Page extract:
######
To discover new treatments for genetic disorders, scientists need a thorough knowledge of prior literature to determine the best gene/protein targets and the most promising drugs to test. However, biomedical literature is growing at an explosive rate and often contains conflicting information, making it increasingly time-consuming for researchers to conduct a complete and thorough review.
To address this challenge, Cole Deisseroth, a graduate student enrolled in the M.D./Ph.D. program and mentored by Drs. Huda Zoghbi and Zhandong Liu at the Jan and Duncan Neurological Research Institute (Duncan NRI) at Texas Children's Hospital and Baylor College of Medicine, led a study to generate a natural language processing (NLP) tool called PARsing ModifiErS via Article aNnotations (PARMESAN). This new tool can search for up-to-date information, assemble it into a central knowledge base, and even predict likely drugs that could correct specific protein imbalances. A description of the tool and its capabilities was published recently in the American Journal of Human Genetics.
"PARMESAN offers a wonderful opportunity for scientists to speed up the pace of their research and thus, accelerate drug discovery and development," Howard Hughes Medical Institute investigator, Dr. Huda Zoghbi, who is also the founding director of Duncan NRI and distinguished service professor at Baylor College, added.
This artificial intelligence (AI)-powered tool scans through public biomedical literature databases (PubMed and PubMed Central), to identify and rank descriptions of gene-gene and drug-gene regulatory relationships. However, what stands out about PARMESAN in particular is its ability to leverage curated information to predict undiscovered relationships.
######
Records from a collection:
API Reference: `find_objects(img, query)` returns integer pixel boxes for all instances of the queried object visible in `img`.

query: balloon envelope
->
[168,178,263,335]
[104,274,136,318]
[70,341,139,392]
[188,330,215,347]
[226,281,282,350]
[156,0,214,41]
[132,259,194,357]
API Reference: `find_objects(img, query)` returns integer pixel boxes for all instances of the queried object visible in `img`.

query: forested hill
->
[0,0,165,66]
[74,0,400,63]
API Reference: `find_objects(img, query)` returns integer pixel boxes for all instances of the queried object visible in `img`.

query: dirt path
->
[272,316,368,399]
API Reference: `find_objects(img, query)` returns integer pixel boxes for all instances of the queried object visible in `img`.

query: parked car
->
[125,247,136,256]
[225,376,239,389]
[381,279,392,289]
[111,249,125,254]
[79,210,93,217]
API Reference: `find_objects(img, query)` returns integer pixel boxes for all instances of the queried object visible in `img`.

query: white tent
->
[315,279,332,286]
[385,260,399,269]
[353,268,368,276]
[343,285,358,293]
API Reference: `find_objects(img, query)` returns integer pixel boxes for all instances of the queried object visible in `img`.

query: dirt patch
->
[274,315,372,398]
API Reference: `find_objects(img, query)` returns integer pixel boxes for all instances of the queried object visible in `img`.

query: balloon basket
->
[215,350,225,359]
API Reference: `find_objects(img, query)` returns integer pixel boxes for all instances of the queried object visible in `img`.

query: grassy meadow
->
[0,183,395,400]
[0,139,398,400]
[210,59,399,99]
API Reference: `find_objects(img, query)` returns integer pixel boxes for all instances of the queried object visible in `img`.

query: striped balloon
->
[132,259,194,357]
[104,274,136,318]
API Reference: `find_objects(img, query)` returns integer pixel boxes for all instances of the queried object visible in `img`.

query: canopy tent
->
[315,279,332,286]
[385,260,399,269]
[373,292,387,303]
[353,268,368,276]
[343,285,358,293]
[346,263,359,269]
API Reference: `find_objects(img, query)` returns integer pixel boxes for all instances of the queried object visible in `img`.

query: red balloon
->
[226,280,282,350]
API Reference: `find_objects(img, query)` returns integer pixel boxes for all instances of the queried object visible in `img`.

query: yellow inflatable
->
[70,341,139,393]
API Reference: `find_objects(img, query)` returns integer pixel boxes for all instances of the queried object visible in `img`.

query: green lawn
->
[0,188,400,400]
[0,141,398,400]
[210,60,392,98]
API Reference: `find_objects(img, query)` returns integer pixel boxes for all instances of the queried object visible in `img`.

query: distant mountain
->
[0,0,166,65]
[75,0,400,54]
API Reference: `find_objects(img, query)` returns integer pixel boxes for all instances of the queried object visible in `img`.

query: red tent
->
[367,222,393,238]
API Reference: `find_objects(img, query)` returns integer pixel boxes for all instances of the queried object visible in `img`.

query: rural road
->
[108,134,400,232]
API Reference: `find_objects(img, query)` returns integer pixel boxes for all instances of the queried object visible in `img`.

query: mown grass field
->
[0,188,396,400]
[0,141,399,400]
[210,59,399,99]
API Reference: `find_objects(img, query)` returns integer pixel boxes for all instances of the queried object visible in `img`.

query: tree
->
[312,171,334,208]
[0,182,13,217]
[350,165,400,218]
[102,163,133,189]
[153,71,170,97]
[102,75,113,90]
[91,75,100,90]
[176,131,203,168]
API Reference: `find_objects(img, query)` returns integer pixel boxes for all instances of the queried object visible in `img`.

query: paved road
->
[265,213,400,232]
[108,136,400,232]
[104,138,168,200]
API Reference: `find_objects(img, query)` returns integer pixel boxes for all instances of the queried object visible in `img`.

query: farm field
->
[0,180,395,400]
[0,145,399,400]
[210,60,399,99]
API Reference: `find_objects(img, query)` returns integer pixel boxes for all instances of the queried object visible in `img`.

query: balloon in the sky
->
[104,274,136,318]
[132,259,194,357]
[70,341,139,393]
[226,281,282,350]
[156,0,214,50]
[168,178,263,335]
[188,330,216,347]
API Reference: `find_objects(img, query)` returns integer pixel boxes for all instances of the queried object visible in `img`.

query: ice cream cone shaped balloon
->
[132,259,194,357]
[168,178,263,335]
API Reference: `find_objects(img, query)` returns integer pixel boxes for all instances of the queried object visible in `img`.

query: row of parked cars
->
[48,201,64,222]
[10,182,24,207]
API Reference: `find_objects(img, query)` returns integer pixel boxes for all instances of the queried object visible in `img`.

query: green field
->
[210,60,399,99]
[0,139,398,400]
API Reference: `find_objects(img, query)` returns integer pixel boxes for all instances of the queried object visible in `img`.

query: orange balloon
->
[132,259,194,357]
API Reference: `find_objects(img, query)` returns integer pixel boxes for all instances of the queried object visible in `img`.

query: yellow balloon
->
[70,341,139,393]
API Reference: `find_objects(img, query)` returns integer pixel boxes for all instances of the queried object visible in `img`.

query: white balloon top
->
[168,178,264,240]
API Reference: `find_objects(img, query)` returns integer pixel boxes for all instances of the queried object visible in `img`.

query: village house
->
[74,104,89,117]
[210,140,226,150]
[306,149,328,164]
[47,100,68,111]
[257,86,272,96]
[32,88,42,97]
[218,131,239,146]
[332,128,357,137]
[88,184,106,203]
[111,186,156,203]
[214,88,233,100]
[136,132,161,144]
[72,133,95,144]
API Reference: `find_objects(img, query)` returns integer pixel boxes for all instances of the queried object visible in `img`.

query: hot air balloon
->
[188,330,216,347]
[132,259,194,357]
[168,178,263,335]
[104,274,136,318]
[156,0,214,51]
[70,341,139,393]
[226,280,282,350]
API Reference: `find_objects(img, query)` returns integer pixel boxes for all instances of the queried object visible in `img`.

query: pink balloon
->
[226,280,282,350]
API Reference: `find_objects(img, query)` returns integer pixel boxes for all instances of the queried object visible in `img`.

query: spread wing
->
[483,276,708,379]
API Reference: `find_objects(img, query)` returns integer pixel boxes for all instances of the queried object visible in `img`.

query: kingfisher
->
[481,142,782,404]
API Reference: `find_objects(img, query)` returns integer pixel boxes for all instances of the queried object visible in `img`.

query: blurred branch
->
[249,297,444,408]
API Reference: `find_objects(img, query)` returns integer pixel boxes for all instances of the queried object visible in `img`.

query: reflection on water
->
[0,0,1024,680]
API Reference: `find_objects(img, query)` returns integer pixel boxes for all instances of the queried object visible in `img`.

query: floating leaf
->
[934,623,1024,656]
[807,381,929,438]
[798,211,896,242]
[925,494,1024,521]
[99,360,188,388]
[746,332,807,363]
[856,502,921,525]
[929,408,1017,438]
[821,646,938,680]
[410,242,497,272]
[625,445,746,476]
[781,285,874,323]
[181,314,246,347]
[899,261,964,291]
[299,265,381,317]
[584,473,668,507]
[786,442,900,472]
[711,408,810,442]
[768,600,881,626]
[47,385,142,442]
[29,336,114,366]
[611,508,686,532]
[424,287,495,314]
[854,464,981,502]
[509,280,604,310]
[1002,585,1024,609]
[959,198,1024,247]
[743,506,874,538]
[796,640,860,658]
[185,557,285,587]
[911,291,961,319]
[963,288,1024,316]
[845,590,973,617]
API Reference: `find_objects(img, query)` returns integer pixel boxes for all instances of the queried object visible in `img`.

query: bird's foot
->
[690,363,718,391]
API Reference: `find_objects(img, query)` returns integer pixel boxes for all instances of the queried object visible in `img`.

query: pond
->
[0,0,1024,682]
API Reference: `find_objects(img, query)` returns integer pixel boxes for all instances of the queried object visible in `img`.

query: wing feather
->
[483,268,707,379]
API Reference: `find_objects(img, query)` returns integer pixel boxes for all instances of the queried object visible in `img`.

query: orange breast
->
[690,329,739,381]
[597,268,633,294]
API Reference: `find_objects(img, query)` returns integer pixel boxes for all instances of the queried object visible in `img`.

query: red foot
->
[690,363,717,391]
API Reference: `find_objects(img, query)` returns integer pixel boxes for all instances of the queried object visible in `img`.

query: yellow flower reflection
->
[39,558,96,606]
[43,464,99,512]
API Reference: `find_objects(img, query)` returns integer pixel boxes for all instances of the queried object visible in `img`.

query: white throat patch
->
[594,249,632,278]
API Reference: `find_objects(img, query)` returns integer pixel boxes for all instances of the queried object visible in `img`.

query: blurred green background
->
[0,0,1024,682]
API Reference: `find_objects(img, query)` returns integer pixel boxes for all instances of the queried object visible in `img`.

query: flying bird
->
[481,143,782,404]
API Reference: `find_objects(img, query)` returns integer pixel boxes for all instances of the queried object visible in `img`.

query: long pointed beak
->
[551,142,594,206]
######
What is being asked: Continue the article about the PARMESAN literature-search tool, picking up after its last sentence.

Exercise response:
The unique feature of PARMESAN is that it not only identifies existing gene-gene or drug-gene interactions based on the available literature but also predicts putative novel drug-gene relationships by assigning an evidence-based score to each prediction."
Dr. Zhandong Liu, Chief of Computation Sciences at Texas Children's Hospital and associate professor at Baylor College of Medicine
PARMESAN's AI algorithms analyze studies that describe the contributions of various players involved in a multistep genetic pathway. Then it assigns a weighted numerical score to each reported interaction. Interactions that are consistently and frequently reported in the literature receive higher scores, whereas interactions that are either weakly supported or appear to be contradicted between different studies are assigned lower scores.
PARMESAN currently provides predictions for more than 18,000 target genes, and benchmarking studies have suggested that the highest-scoring predictions are over 95% accurate.
"By pinpointing the most promising gene and drug interactions, this tool will allow researchers to identify the most promising drugs at a faster rate and with greater accuracy," Cole Deisseroth, said.